**Document segment:**

Artists like the Dixie Chicks also say that downloading music is wrong.
"It may seem innocent enough, but every time you illegally download music a songwriter doesn’t get paid," the Chicks said in the same AP wire article.
Has downloading become a moral issue?
Natalie Maines, your cowboys are already taking you and your sisters away into a world of wealth. Not to mention how much money you made on your new CD, "Home," which debuted at No.1 on the Billboard Country Album Charts. I doubt you will be left homeless because of the loss of a few bucks.
In an article from DeansPlanet.com, the editor-in-chief, Dean, disagrees with music artists campaigning against downloading and said, "How much money do these freaks need?" Exactly. You’re right Dean, especially when you said that the record industry and executives need to change the way they operate by either lowering the price of CDs or taking a pay cut.
The price of a CD is expensive, and paying $20 per month for access to the Internet is a bargain for people. Will Doherty, a spokesman for an online civil liberties organization, said that by arguing MP3 downloading, artists are destroying a new technology that provides alternative means of music distribution.
Local artists and bands who are just beginning did not have a voice among the 90 artists, leading me to believe that they are satisfied when people listen to their music, whether it’s free or not. Despite the fact that they are struggling to gain popularity; if people are listening to their music then that’s enough for them. If listeners hear new artists’ hits online and like them, the odds of these people going out and buying the CD in the future is high.
Until artists can figure out a way to profit from the technology of MP3 downloading, they probably won’t be happy. They should keep their opinions about it to themselves.

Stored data

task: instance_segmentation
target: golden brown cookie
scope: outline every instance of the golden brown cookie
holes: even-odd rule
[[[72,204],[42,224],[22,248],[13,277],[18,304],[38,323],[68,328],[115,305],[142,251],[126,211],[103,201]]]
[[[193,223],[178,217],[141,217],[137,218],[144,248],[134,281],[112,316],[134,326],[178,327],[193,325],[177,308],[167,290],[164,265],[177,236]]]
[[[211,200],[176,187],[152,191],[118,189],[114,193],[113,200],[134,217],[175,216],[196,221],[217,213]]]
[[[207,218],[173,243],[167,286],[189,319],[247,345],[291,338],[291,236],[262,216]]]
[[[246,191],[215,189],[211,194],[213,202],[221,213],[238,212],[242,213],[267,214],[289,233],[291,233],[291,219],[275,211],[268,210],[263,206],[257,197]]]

**Directions:** Please reproduce the part of the music downloading commentary starting with "Has downloading become" and going on through "taking a pay cut.".

**Output of the task:**
Has downloading become a moral issue?
Natalie Maines, your cowboys are already taking you and your sisters away into a world of wealth. Not to mention how much money you made on your new CD, "Home," which debuted at No.1 on the Billboard Country Album Charts. I doubt you will be left homeless because of the loss of a few bucks.
In an article from DeansPlanet.com, the editor-in-chief, Dean, disagrees with music artists campaigning against downloading and said, "How much money do these freaks need?" Exactly. You’re right Dean, especially when you said that the record industry and executives need to change the way they operate by either lowering the price of CDs or taking a pay cut.